◆ Do this: Rewrite the listing below as a numbered list with blank lines dropped, and leave the pictures out.

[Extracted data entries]
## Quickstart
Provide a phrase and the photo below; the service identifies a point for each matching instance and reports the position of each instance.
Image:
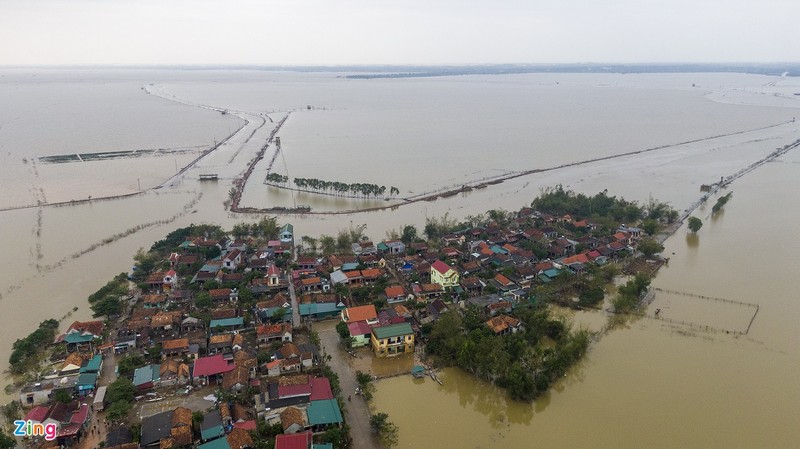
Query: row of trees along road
(365, 190)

◆ Answer:
1. ## Quickstart
2. Provide a phrase and the photo below; the service identifies a point for each matching instance and reports the position of each instance.
3. Image:
4. Query: row of trees along road
5. (365, 190)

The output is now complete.